Your task: Write out all of the material below word for word, leaving out the pictures.

(Stored data)
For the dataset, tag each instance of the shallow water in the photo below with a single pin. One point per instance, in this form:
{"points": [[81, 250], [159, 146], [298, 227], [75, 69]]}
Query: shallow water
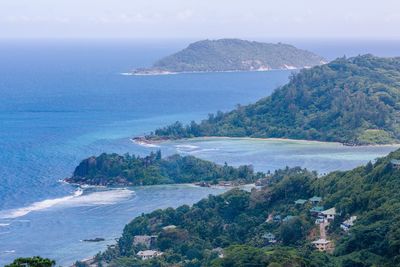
{"points": [[62, 101], [271, 154]]}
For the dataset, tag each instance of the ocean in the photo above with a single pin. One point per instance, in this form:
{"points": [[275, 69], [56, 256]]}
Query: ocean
{"points": [[64, 100]]}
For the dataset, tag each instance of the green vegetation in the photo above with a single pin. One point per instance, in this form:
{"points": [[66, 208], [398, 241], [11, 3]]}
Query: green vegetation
{"points": [[114, 169], [32, 262], [237, 220], [353, 101], [234, 55]]}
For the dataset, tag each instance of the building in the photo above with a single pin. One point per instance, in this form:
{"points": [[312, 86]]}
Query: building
{"points": [[322, 244], [300, 201], [145, 240], [219, 251], [395, 163], [277, 218], [148, 254], [329, 214], [315, 200], [320, 219], [269, 238], [316, 211], [287, 218], [169, 227], [347, 224], [270, 218]]}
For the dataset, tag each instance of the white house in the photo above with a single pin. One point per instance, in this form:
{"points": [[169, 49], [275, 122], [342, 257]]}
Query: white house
{"points": [[145, 240], [329, 214], [348, 223], [169, 227], [322, 244], [148, 254]]}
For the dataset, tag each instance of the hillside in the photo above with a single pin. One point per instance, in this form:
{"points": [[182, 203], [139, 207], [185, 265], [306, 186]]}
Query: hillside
{"points": [[233, 55], [114, 169], [239, 224], [350, 100]]}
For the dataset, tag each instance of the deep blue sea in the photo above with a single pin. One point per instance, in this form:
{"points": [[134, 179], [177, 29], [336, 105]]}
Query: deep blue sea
{"points": [[64, 100]]}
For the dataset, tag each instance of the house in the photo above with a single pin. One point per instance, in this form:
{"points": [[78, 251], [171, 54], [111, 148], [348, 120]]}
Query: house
{"points": [[329, 214], [269, 237], [219, 251], [395, 163], [345, 226], [315, 200], [320, 219], [263, 182], [315, 211], [300, 201], [148, 254], [277, 218], [169, 227], [322, 244], [145, 240], [287, 218]]}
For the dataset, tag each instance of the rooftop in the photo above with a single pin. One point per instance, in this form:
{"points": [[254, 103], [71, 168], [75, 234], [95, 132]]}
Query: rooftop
{"points": [[148, 253], [317, 209], [321, 241], [300, 201], [395, 161], [315, 199], [331, 211]]}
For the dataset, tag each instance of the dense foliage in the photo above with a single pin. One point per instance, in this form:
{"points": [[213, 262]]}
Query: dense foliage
{"points": [[235, 55], [353, 101], [32, 262], [236, 221], [114, 169]]}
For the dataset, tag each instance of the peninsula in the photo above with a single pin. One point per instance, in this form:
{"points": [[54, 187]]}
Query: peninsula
{"points": [[355, 101], [131, 170], [233, 55], [343, 219]]}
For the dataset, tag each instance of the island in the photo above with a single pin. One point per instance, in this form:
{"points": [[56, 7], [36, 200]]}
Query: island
{"points": [[226, 55], [346, 218], [354, 101], [131, 170]]}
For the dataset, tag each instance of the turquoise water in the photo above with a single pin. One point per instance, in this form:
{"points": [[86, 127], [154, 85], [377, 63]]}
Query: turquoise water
{"points": [[62, 101]]}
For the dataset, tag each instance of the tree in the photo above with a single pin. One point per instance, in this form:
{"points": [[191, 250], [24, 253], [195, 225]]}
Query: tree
{"points": [[32, 262]]}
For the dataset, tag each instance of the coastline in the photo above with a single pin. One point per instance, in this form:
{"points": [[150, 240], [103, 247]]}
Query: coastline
{"points": [[143, 141], [200, 72]]}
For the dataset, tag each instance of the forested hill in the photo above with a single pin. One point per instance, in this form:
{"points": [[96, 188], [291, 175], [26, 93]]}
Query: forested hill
{"points": [[235, 224], [114, 169], [234, 55], [350, 100]]}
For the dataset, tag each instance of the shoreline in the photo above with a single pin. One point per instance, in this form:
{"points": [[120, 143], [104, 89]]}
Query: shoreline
{"points": [[200, 72], [143, 141]]}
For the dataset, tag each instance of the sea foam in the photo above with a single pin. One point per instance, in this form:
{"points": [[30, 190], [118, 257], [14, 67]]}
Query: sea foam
{"points": [[106, 197]]}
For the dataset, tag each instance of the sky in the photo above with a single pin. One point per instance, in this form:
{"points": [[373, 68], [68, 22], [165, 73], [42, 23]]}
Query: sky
{"points": [[193, 19]]}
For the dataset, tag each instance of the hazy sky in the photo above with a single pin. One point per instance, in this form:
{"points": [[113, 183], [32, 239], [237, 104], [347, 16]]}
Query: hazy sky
{"points": [[263, 19]]}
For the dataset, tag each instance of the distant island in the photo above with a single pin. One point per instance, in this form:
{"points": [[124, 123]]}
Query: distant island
{"points": [[233, 55], [355, 101], [131, 170]]}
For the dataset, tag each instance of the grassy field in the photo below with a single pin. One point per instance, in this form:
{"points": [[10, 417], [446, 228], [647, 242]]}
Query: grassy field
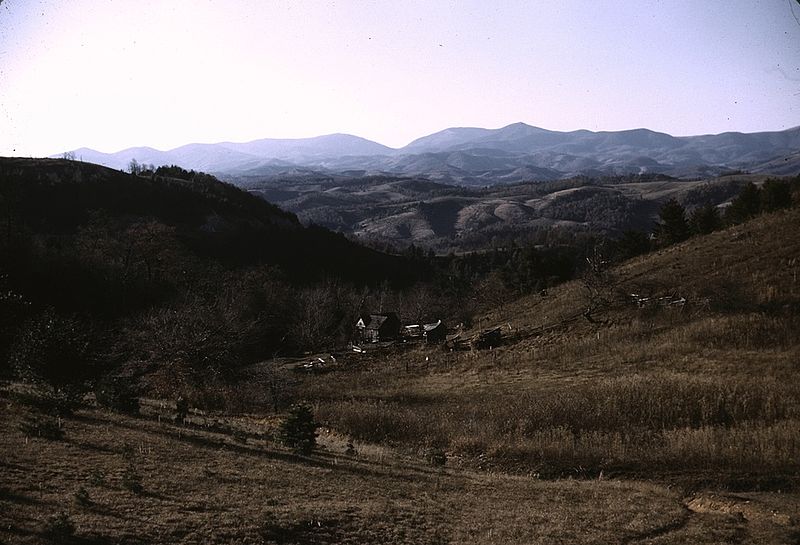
{"points": [[205, 487], [669, 417]]}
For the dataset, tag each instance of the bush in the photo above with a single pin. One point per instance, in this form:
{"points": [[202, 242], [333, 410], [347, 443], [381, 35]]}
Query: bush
{"points": [[59, 528], [55, 352], [131, 480], [118, 394], [299, 430], [44, 426], [82, 497]]}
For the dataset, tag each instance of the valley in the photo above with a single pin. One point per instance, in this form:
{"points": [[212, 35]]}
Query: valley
{"points": [[644, 399]]}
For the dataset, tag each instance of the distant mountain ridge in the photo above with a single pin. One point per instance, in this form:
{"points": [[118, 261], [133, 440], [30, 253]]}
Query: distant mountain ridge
{"points": [[478, 156]]}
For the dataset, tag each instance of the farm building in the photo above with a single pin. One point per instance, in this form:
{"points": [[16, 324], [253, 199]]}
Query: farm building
{"points": [[373, 328], [435, 332]]}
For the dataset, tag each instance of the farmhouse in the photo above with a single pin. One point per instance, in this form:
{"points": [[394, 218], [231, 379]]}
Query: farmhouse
{"points": [[373, 328], [435, 332]]}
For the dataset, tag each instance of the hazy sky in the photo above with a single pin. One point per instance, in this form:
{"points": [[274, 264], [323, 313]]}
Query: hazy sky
{"points": [[110, 74]]}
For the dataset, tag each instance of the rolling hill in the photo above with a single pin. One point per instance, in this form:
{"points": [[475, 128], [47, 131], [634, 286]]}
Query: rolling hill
{"points": [[477, 156]]}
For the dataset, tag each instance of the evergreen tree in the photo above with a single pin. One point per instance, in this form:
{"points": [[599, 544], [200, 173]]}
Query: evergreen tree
{"points": [[775, 195], [299, 430], [705, 219], [673, 227], [746, 205], [631, 244]]}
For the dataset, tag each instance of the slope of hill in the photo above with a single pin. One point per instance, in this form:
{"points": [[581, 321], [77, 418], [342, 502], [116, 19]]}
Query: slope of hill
{"points": [[679, 365], [475, 156], [399, 210], [655, 401]]}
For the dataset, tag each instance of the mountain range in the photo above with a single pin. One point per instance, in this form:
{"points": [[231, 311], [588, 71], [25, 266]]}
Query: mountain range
{"points": [[478, 156]]}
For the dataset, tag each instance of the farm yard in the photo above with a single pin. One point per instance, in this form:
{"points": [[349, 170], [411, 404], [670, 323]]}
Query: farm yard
{"points": [[214, 487]]}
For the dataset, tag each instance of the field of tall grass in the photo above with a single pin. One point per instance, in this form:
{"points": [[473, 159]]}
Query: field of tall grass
{"points": [[708, 385]]}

Task response:
For the dataset, tag each instance of the shallow water in the photo below with a single pin. One point per instance, in this form:
{"points": [[81, 250], [159, 146], [298, 227], [75, 69]]}
Query: shallow water
{"points": [[62, 101], [271, 154]]}
For the dataset, tag each instance of the ocean in the photo above with a single pin. One point per instance, in this form:
{"points": [[275, 69], [56, 256]]}
Query: ocean
{"points": [[64, 100]]}
For the dataset, tag each instance of the green vegetation in the photo above with a single pin. One point per instance, in this form:
{"points": [[66, 208], [398, 241], [11, 3]]}
Query: green vegetation
{"points": [[114, 169], [32, 262], [237, 220], [353, 101], [234, 55]]}
For the dataset, tag each instance of the building in the photo above with a single pin. One point per instance, in this form:
{"points": [[312, 86]]}
Query: building
{"points": [[322, 244], [300, 201], [145, 240], [219, 251], [395, 163], [277, 218], [148, 254], [329, 214], [315, 200], [320, 219], [269, 238], [316, 211], [287, 218], [169, 227], [347, 224], [270, 218]]}
For the dataset, tag each instance of the white house in the photo above with a single pin. One point per instance, in this form:
{"points": [[169, 49], [275, 122], [342, 257]]}
Query: white house
{"points": [[145, 240], [329, 214], [348, 223], [169, 227], [322, 244], [148, 254]]}
For the dataset, tag each instance of the hillside in the photo above with a single pin. One point per instance, in this form:
{"points": [[182, 203], [139, 207], [185, 265], [306, 186]]}
Query: hillside
{"points": [[233, 55], [114, 169], [239, 224], [350, 100]]}
For the dataset, tag each instance of the deep blue sea in the photo above with a single pin. One point per instance, in this form:
{"points": [[134, 179], [177, 29], [336, 105]]}
Query: deep blue sea
{"points": [[64, 100]]}
For the dataset, tag each instance of the house in the photo above with a single pin. One point per instance, in this form:
{"points": [[78, 251], [171, 54], [111, 148], [348, 120]]}
Query: house
{"points": [[329, 214], [269, 237], [219, 251], [395, 163], [345, 226], [315, 200], [320, 219], [263, 182], [315, 211], [300, 201], [148, 254], [277, 218], [169, 227], [322, 244], [145, 240], [287, 218]]}
For the dataset, tag each instance of the rooftop in the photo above with a single pin. One point per instance, in this form:
{"points": [[254, 103], [71, 168], [75, 234], [95, 132]]}
Query: rooftop
{"points": [[148, 253], [317, 209], [321, 241], [300, 201], [395, 161], [315, 199], [331, 211]]}
For the dataset, tag each instance of the dense foliage in the photo above with a single pin. One point per instance, in this form:
{"points": [[213, 262]]}
Query: dense foliage
{"points": [[235, 55], [353, 101], [32, 262], [236, 221], [114, 169]]}
For the dataset, tag each instance of the peninsula in the photo above with a single pin. One point per instance, in this form:
{"points": [[54, 187]]}
Query: peninsula
{"points": [[355, 101], [131, 170], [233, 55], [343, 219]]}
For the dataset, tag each instance of the island in the photo above with a single pin. One point per instance, in this form:
{"points": [[56, 7], [36, 200]]}
Query: island
{"points": [[226, 55], [346, 218], [354, 101], [131, 170]]}
For the dataset, tag each instance of the turquoise water in the photo above with a single pin. One point per instance, in this form:
{"points": [[86, 127], [154, 85], [377, 63]]}
Query: turquoise water
{"points": [[62, 101]]}
For the dataset, tag each instance of the tree in the photo above with a single pin. One point per instance, in this form:
{"points": [[191, 250], [24, 253], [195, 225]]}
Query: tree
{"points": [[32, 262]]}
For the dataset, tag each instance of the coastline in the photo above with a single pin. One point per instance, in this form:
{"points": [[150, 240], [103, 247]]}
Query: coastline
{"points": [[143, 141], [200, 72]]}
For the dataset, tag each instance of the forested hill in the photo above with a single pin. One point per instance, in this form:
{"points": [[96, 188], [291, 175], [26, 93]]}
Query: forested hill
{"points": [[235, 224], [114, 169], [234, 55], [350, 100]]}
For the dataset, tag each instance of the shoreline in the photo above with a single pin. One point per instance, in this form:
{"points": [[120, 143], [104, 89]]}
Query: shoreline
{"points": [[200, 72], [143, 141]]}
For the dataset, tag each instance of the sea foam in the photo above with a single pin. One point per instance, in this form:
{"points": [[30, 190], [118, 257], [14, 67]]}
Query: sea foam
{"points": [[106, 197]]}
For the dataset, tag each instance of the sky in the photo above with a single pin. One point per instance, in this form:
{"points": [[373, 68], [68, 22], [165, 73], [42, 23]]}
Query: sky
{"points": [[193, 19]]}
For the dataset, tag each instance of the hazy sky in the photo above with a single pin. One point per instance, in this form:
{"points": [[113, 183], [32, 239], [237, 104], [347, 16]]}
Query: hazy sky
{"points": [[263, 19]]}
For the dataset, tag each instance of the distant island in the photo above with a single pin. One point per instance, in this form:
{"points": [[124, 123]]}
Query: distant island
{"points": [[233, 55], [355, 101], [131, 170]]}
For the dataset, tag each instance of the grassy field in the photo below with a single pin. One point per instance, in this form:
{"points": [[10, 417], [446, 228], [647, 242]]}
Query: grassy field
{"points": [[205, 487], [669, 417]]}
For the dataset, tag each instance of the bush in the photo above with a single pin. One point per instance, in this form:
{"points": [[202, 242], [333, 410], [347, 443], [381, 35]]}
Query: bush
{"points": [[59, 528], [55, 352], [131, 480], [118, 394], [299, 430], [44, 426], [82, 497]]}
For the dataset, tag each instance of the valley in the photo above with a single pin. One point per instance, in this form:
{"points": [[212, 35]]}
Query: valley
{"points": [[644, 399]]}
For the dataset, tag each instance of the distant mountain ridge in the photo above with a single pin. One point per instance, in this form:
{"points": [[118, 261], [133, 440], [30, 253]]}
Query: distant mountain ridge
{"points": [[478, 156]]}
For the dataset, tag each instance of the farm building in the photo above with a single pin. One point per instance, in this form:
{"points": [[16, 324], [253, 199]]}
Query: farm building
{"points": [[373, 328], [435, 332]]}
For the dataset, tag each instance of the farmhouse in the photo above with a single pin. One point per instance, in this form:
{"points": [[394, 218], [231, 379]]}
Query: farmhouse
{"points": [[373, 328], [435, 332]]}
For the dataset, tag each instance of the hazy sky in the photo above with a single pin. One point per instance, in this form:
{"points": [[274, 264], [323, 313]]}
Query: hazy sky
{"points": [[110, 74]]}
For the dataset, tag each instance of the rolling hill in the photo above with a single pin. One point per instance, in this form:
{"points": [[475, 128], [47, 131], [634, 286]]}
Query: rolling hill
{"points": [[477, 156]]}
For the dataset, tag each instance of the evergreen tree in the photo above with a single pin. One point per instance, in this form:
{"points": [[599, 544], [200, 173]]}
Query: evergreen tree
{"points": [[775, 195], [299, 430], [705, 219], [673, 227], [746, 205], [631, 244]]}
For the dataset, tag each instance of the slope of hill in the photo above with a single pin. One point per instance, in this form:
{"points": [[581, 321], [77, 418], [342, 502], [116, 19]]}
Query: slope of hill
{"points": [[679, 365], [475, 156], [399, 210], [655, 401]]}
For the dataset, tag each instance of the mountain range in the photo above with a single pin. One point per instance, in this form:
{"points": [[231, 311], [588, 71], [25, 266]]}
Query: mountain range
{"points": [[478, 156]]}
For the dataset, tag each instance of the farm yard in the photo above with a single pin. One point per instance, in this form:
{"points": [[349, 170], [411, 404], [670, 323]]}
Query: farm yard
{"points": [[214, 487]]}
For the dataset, tag each instance of the field of tall grass in the photo above with a single pin. One point per instance, in this form:
{"points": [[473, 159]]}
Query: field of tall grass
{"points": [[708, 385]]}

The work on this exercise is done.